* _AIM_: Please set out every line of the material below as a JSON list of strings, one string per line, with blank lines left out.

··········

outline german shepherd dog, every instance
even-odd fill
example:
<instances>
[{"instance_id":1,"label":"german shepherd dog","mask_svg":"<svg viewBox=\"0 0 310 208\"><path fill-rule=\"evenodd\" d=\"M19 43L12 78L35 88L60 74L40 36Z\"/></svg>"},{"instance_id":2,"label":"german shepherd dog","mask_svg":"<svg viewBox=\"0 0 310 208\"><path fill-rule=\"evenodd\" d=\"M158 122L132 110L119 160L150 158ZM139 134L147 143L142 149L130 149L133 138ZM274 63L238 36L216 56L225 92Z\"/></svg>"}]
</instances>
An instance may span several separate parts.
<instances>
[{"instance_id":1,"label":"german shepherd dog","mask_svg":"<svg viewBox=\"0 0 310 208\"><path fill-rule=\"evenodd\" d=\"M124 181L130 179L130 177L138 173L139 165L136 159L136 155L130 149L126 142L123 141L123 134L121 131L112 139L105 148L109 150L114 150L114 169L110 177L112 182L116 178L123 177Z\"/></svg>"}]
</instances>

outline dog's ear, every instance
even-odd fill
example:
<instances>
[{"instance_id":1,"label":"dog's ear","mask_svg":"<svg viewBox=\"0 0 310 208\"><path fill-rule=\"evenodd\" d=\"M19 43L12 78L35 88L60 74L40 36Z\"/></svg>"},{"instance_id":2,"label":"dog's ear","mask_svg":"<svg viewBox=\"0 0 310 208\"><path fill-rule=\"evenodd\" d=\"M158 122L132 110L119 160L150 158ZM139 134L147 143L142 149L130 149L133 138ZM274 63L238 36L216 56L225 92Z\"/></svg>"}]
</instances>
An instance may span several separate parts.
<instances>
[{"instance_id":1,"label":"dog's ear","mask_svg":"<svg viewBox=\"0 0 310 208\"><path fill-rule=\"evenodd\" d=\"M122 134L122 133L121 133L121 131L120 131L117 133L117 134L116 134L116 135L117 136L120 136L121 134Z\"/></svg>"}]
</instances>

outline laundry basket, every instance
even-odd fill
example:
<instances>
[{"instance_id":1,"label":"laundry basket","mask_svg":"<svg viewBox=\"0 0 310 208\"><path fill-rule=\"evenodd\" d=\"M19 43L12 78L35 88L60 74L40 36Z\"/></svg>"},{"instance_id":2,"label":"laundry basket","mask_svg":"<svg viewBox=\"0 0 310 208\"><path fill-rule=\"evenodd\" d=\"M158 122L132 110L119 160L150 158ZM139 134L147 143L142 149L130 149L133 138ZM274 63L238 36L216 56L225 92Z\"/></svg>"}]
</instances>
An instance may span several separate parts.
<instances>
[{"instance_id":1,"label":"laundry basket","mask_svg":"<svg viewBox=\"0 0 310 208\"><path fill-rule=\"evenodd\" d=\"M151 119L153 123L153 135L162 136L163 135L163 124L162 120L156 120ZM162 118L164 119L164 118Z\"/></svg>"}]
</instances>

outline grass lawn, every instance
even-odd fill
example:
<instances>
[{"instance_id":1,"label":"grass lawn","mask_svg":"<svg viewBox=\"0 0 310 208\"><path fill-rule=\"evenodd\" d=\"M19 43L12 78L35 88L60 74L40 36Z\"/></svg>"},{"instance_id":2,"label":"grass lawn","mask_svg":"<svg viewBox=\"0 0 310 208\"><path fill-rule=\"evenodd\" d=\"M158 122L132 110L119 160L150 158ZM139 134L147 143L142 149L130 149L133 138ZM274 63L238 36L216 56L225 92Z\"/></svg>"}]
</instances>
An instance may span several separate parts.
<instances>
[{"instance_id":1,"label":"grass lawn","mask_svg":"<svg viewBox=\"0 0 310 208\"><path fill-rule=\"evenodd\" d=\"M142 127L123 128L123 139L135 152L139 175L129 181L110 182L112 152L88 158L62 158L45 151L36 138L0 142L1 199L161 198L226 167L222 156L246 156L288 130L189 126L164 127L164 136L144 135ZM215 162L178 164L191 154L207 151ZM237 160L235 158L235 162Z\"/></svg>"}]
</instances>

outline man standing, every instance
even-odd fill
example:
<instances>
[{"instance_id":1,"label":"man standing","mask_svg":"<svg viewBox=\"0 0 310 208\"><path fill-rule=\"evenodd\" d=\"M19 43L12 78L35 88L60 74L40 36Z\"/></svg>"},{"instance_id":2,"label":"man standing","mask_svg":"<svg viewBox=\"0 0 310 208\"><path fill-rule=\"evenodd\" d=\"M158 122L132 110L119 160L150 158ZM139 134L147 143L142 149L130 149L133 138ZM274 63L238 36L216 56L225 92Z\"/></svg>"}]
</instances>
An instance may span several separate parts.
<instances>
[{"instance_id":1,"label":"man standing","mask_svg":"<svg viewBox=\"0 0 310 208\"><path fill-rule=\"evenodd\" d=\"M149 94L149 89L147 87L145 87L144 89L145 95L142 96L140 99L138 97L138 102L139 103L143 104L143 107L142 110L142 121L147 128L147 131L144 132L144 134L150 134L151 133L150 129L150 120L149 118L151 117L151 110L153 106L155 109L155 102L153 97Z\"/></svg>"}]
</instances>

··········

* _OUTPUT_:
[
  "outline german shepherd dog, every instance",
  "even-odd fill",
  "example:",
  "<instances>",
  "[{\"instance_id\":1,\"label\":\"german shepherd dog\",\"mask_svg\":\"<svg viewBox=\\\"0 0 310 208\\\"><path fill-rule=\\\"evenodd\\\" d=\\\"M19 43L12 78L35 88L60 74L40 36Z\\\"/></svg>\"},{\"instance_id\":2,\"label\":\"german shepherd dog\",\"mask_svg\":\"<svg viewBox=\\\"0 0 310 208\\\"><path fill-rule=\\\"evenodd\\\" d=\\\"M158 122L132 110L119 160L150 158ZM139 134L147 143L142 149L130 149L133 138ZM274 63L238 36L216 56L225 92Z\\\"/></svg>\"}]",
  "</instances>",
  "An instance may span several separate parts.",
  "<instances>",
  "[{\"instance_id\":1,\"label\":\"german shepherd dog\",\"mask_svg\":\"<svg viewBox=\\\"0 0 310 208\\\"><path fill-rule=\\\"evenodd\\\" d=\\\"M124 181L130 179L130 177L138 173L139 165L136 159L136 155L130 149L126 142L123 141L123 134L121 131L112 139L105 148L109 150L114 150L114 169L110 177L112 182L116 178L123 177Z\\\"/></svg>\"}]",
  "</instances>",
  "outline dog's ear, every instance",
  "even-odd fill",
  "example:",
  "<instances>",
  "[{\"instance_id\":1,\"label\":\"dog's ear\",\"mask_svg\":\"<svg viewBox=\\\"0 0 310 208\\\"><path fill-rule=\\\"evenodd\\\" d=\\\"M19 43L12 78L35 88L60 74L40 36Z\\\"/></svg>\"},{\"instance_id\":2,\"label\":\"dog's ear\",\"mask_svg\":\"<svg viewBox=\\\"0 0 310 208\\\"><path fill-rule=\\\"evenodd\\\" d=\\\"M158 122L132 110L119 160L150 158ZM139 134L147 143L142 149L130 149L133 138ZM274 63L238 36L216 56L225 92Z\\\"/></svg>\"}]",
  "</instances>",
  "An instance may span several separate parts.",
  "<instances>",
  "[{\"instance_id\":1,\"label\":\"dog's ear\",\"mask_svg\":\"<svg viewBox=\\\"0 0 310 208\\\"><path fill-rule=\\\"evenodd\\\" d=\\\"M122 134L122 133L121 133L121 131L120 131L117 133L117 134L116 134L116 135L117 136L120 136L121 134Z\\\"/></svg>\"}]",
  "</instances>",
  "outline laundry basket, every instance",
  "even-odd fill",
  "example:",
  "<instances>",
  "[{\"instance_id\":1,\"label\":\"laundry basket\",\"mask_svg\":\"<svg viewBox=\\\"0 0 310 208\\\"><path fill-rule=\\\"evenodd\\\" d=\\\"M19 43L12 78L35 88L60 74L40 36Z\\\"/></svg>\"},{\"instance_id\":2,\"label\":\"laundry basket\",\"mask_svg\":\"<svg viewBox=\\\"0 0 310 208\\\"><path fill-rule=\\\"evenodd\\\" d=\\\"M158 122L132 110L119 160L150 158ZM139 134L147 143L142 149L130 149L133 138ZM274 63L238 36L216 56L225 92Z\\\"/></svg>\"}]",
  "</instances>",
  "An instance may span several separate parts.",
  "<instances>",
  "[{\"instance_id\":1,\"label\":\"laundry basket\",\"mask_svg\":\"<svg viewBox=\\\"0 0 310 208\\\"><path fill-rule=\\\"evenodd\\\" d=\\\"M151 119L153 123L153 135L162 136L163 135L163 124L162 120L156 120ZM162 118L164 119L164 118Z\\\"/></svg>\"}]",
  "</instances>",
  "outline grass lawn, every instance",
  "even-odd fill",
  "example:",
  "<instances>",
  "[{\"instance_id\":1,\"label\":\"grass lawn\",\"mask_svg\":\"<svg viewBox=\\\"0 0 310 208\\\"><path fill-rule=\\\"evenodd\\\" d=\\\"M19 43L12 78L35 88L60 74L40 36Z\\\"/></svg>\"},{\"instance_id\":2,\"label\":\"grass lawn\",\"mask_svg\":\"<svg viewBox=\\\"0 0 310 208\\\"><path fill-rule=\\\"evenodd\\\" d=\\\"M158 122L132 110L119 160L150 158ZM139 134L147 143L142 149L130 149L133 138ZM274 63L238 36L216 56L225 92Z\\\"/></svg>\"}]",
  "</instances>",
  "An instance may span several separate parts.",
  "<instances>",
  "[{\"instance_id\":1,\"label\":\"grass lawn\",\"mask_svg\":\"<svg viewBox=\\\"0 0 310 208\\\"><path fill-rule=\\\"evenodd\\\" d=\\\"M142 127L123 128L123 139L135 152L139 175L129 181L110 182L112 152L88 158L62 158L45 151L36 138L0 142L1 199L161 198L226 167L222 156L246 156L288 130L189 126L164 127L164 136L144 135ZM215 162L178 164L191 154L207 151ZM237 160L235 158L235 162Z\\\"/></svg>\"}]",
  "</instances>",
  "outline man standing, every instance",
  "even-odd fill",
  "example:",
  "<instances>",
  "[{\"instance_id\":1,\"label\":\"man standing\",\"mask_svg\":\"<svg viewBox=\\\"0 0 310 208\\\"><path fill-rule=\\\"evenodd\\\" d=\\\"M19 43L12 78L35 88L60 74L40 36Z\\\"/></svg>\"},{\"instance_id\":2,\"label\":\"man standing\",\"mask_svg\":\"<svg viewBox=\\\"0 0 310 208\\\"><path fill-rule=\\\"evenodd\\\" d=\\\"M158 122L132 110L119 160L150 158ZM139 134L147 143L142 149L130 149L133 138ZM274 63L238 36L216 56L225 92Z\\\"/></svg>\"}]",
  "</instances>",
  "An instance may span several separate parts.",
  "<instances>",
  "[{\"instance_id\":1,\"label\":\"man standing\",\"mask_svg\":\"<svg viewBox=\\\"0 0 310 208\\\"><path fill-rule=\\\"evenodd\\\" d=\\\"M149 94L149 89L147 87L145 87L144 89L145 95L142 96L140 99L138 97L138 102L139 103L143 104L143 107L142 110L142 121L147 128L147 131L144 132L144 134L150 134L151 133L150 129L150 120L149 118L151 117L151 110L153 106L155 109L155 102L153 97Z\\\"/></svg>\"}]",
  "</instances>"
]